Исходный текст:
Бэкон и его последователи утверждали, что и методы и объяснения Аристотеля ошибочны. Но справедливы ли эти тяжкие обвинения? Ведь представления о научном истолковании явления и о том, как его составить, изменяются. Поэтому, возможно, мы способны увидеть в Аристотеле то, что упустили наши предшественники: каждое поколение должно прочитывать Аристотеля заново[237].
То, что Аристотель провел бесчисленное множество наблюдений за природой, очевидно всякому, кто читал его книги (с этим соглашались даже члены Королевского общества). Но если вы прочитаете книги Аристотеля по биологии, то, возможно, удивитесь, по поводу чего негодовали Бэкон и Гленвилл. По их словам, Аристотель ставил опыты, но злоупотреблял их результатами, используя их лишь для подтверждения того, что он уже знал (или ему так казалось). Злоупотребление экспериментальными данными, однако, обескуражит меньше, чем совершенное их отсутствие.

Поставленная задача A:
Приведите фрагмент текста об Аристотеле, начиная с «То, что Аристотель» и далее вплоть до «совершенное их отсутствие.», и замените в нем «Гленвилл» на «Бойль».
Поставленная задача B:
Как, по словам Бэкона и Гленвилла, Аристотель обходился с результатами своих опытов согласно тексту об Аристотеле?
Строки никак не связаны с текстом об Аристотеле.

Строки набора данных:
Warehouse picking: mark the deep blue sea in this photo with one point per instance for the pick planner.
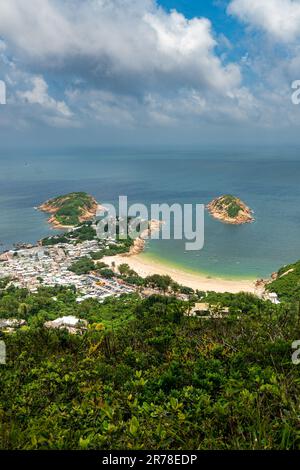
(267, 179)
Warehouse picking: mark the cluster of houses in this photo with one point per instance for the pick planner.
(49, 266)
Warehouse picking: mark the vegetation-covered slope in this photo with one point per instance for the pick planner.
(230, 209)
(71, 209)
(287, 284)
(146, 376)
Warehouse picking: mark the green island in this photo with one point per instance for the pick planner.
(113, 360)
(230, 209)
(70, 209)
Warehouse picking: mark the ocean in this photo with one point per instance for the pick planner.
(267, 179)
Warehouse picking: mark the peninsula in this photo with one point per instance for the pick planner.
(230, 210)
(70, 209)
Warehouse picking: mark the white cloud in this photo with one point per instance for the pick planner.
(39, 95)
(119, 44)
(278, 18)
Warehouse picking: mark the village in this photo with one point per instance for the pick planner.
(49, 266)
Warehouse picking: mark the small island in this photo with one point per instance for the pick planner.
(70, 209)
(230, 210)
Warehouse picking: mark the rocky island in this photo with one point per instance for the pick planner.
(70, 209)
(231, 210)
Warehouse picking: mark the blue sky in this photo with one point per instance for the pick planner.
(146, 71)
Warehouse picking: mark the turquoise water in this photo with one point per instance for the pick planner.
(266, 179)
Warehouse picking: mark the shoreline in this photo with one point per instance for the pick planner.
(145, 267)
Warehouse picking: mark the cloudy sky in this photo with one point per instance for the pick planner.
(145, 71)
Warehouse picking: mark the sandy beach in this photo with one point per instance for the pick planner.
(145, 267)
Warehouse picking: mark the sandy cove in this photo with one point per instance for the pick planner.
(146, 267)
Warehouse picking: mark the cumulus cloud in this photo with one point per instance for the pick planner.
(117, 44)
(39, 95)
(278, 18)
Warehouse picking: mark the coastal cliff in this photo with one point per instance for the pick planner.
(70, 210)
(230, 210)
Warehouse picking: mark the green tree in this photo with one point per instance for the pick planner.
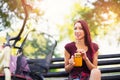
(101, 17)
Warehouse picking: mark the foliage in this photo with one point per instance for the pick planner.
(7, 11)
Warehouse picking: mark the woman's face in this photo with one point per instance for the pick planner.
(79, 32)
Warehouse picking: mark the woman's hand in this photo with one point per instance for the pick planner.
(71, 61)
(83, 53)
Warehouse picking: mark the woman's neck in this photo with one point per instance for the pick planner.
(80, 44)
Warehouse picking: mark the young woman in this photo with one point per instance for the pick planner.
(88, 51)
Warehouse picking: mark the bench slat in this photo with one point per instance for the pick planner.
(103, 62)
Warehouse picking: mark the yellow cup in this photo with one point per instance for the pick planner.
(77, 60)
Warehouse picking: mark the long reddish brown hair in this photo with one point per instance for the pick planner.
(88, 40)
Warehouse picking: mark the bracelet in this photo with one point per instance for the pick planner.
(70, 64)
(86, 59)
(6, 67)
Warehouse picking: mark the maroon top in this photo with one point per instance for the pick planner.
(71, 48)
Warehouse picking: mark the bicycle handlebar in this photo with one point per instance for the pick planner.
(18, 37)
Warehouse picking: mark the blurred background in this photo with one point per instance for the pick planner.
(56, 17)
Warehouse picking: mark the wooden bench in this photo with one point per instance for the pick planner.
(109, 65)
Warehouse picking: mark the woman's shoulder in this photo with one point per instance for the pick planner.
(95, 46)
(69, 44)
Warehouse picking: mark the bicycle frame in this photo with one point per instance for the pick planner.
(6, 52)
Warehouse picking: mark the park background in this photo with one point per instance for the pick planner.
(56, 17)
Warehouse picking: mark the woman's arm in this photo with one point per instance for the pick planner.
(69, 62)
(95, 61)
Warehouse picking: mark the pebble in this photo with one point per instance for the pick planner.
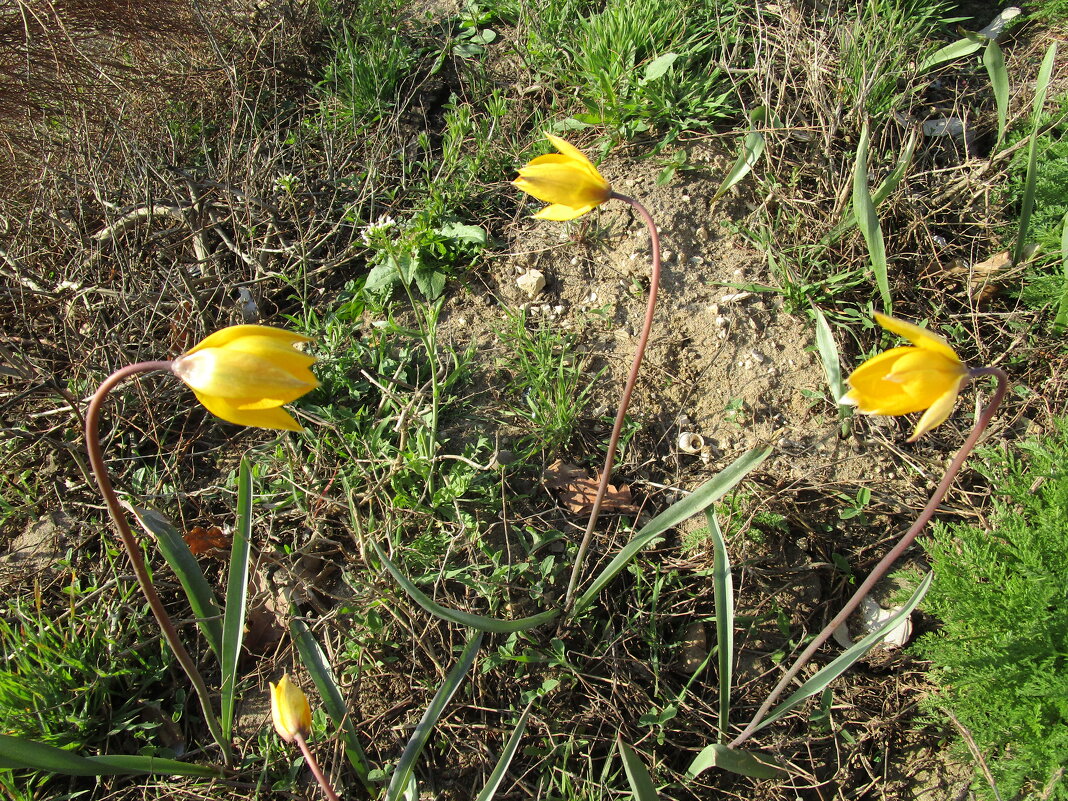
(531, 283)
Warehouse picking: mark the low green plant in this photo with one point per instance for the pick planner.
(80, 679)
(1001, 655)
(546, 391)
(637, 66)
(372, 57)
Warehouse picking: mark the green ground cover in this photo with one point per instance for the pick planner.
(341, 170)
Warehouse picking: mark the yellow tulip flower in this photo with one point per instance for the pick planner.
(289, 709)
(244, 374)
(907, 379)
(567, 181)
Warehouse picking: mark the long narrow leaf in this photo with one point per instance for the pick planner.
(883, 190)
(692, 504)
(993, 60)
(1045, 73)
(829, 356)
(237, 596)
(464, 618)
(752, 148)
(723, 592)
(641, 783)
(743, 763)
(406, 766)
(868, 220)
(891, 182)
(317, 666)
(19, 754)
(846, 659)
(493, 783)
(176, 553)
(954, 50)
(1062, 319)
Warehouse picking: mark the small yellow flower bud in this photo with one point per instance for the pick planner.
(567, 181)
(906, 379)
(244, 374)
(288, 707)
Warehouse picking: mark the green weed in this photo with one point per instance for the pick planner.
(546, 391)
(83, 679)
(1000, 592)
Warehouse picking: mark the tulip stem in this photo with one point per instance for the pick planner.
(624, 402)
(132, 548)
(880, 569)
(314, 766)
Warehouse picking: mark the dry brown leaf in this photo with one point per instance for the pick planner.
(577, 490)
(209, 540)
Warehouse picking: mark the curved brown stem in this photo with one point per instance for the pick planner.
(134, 549)
(316, 771)
(880, 569)
(628, 390)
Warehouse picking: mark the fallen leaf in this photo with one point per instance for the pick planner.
(206, 540)
(577, 490)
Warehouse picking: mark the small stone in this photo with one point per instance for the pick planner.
(531, 283)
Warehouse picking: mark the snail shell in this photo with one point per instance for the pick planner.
(690, 442)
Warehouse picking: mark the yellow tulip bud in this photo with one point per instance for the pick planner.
(244, 374)
(906, 379)
(288, 707)
(567, 181)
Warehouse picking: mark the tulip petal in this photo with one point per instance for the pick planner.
(919, 336)
(561, 213)
(232, 333)
(276, 417)
(280, 355)
(938, 412)
(568, 150)
(563, 184)
(246, 380)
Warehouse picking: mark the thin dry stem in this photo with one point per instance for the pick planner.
(628, 390)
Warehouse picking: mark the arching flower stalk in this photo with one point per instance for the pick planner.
(571, 186)
(293, 722)
(241, 374)
(927, 376)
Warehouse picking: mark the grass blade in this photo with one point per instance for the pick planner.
(1062, 319)
(743, 763)
(1045, 72)
(868, 220)
(829, 356)
(954, 50)
(19, 754)
(478, 623)
(723, 589)
(993, 60)
(176, 552)
(752, 148)
(846, 659)
(641, 783)
(404, 772)
(315, 663)
(493, 783)
(237, 596)
(883, 190)
(692, 504)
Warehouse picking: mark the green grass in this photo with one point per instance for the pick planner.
(92, 676)
(1000, 655)
(546, 391)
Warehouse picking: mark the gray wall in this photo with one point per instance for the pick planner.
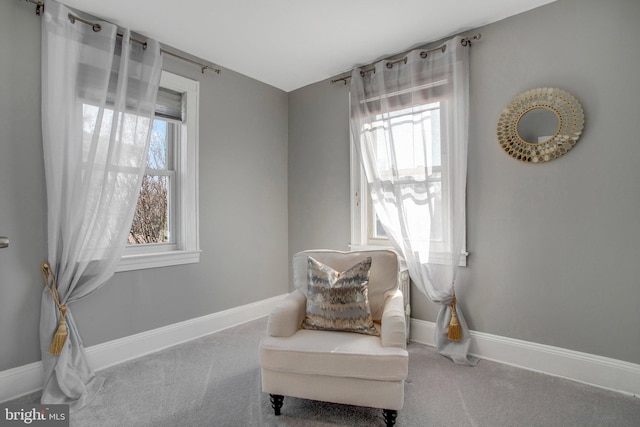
(243, 206)
(554, 247)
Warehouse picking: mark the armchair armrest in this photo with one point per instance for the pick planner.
(393, 324)
(287, 316)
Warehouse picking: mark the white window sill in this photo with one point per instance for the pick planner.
(437, 258)
(158, 259)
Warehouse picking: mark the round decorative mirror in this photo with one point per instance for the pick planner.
(540, 125)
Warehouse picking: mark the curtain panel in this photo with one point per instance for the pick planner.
(98, 97)
(409, 121)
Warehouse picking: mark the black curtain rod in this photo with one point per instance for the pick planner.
(464, 42)
(96, 27)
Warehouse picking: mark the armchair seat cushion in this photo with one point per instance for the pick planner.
(336, 354)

Верный результат A:
То, что Аристотель провел бесчисленное множество наблюдений за природой, очевидно всякому, кто читал его книги (с этим соглашались даже члены Королевского общества). Но если вы прочитаете книги Аристотеля по биологии, то, возможно, удивитесь, по поводу чего негодовали Бэкон и Бойль. По их словам, Аристотель ставил опыты, но злоупотреблял их результатами, используя их лишь для подтверждения того, что он уже знал (или ему так казалось). Злоупотребление экспериментальными данными, однако, обескуражит меньше, чем совершенное их отсутствие.

Верный результат B:
Злоупотреблял ими, используя их лишь для подтверждения того, что он уже знал (или ему так казалось).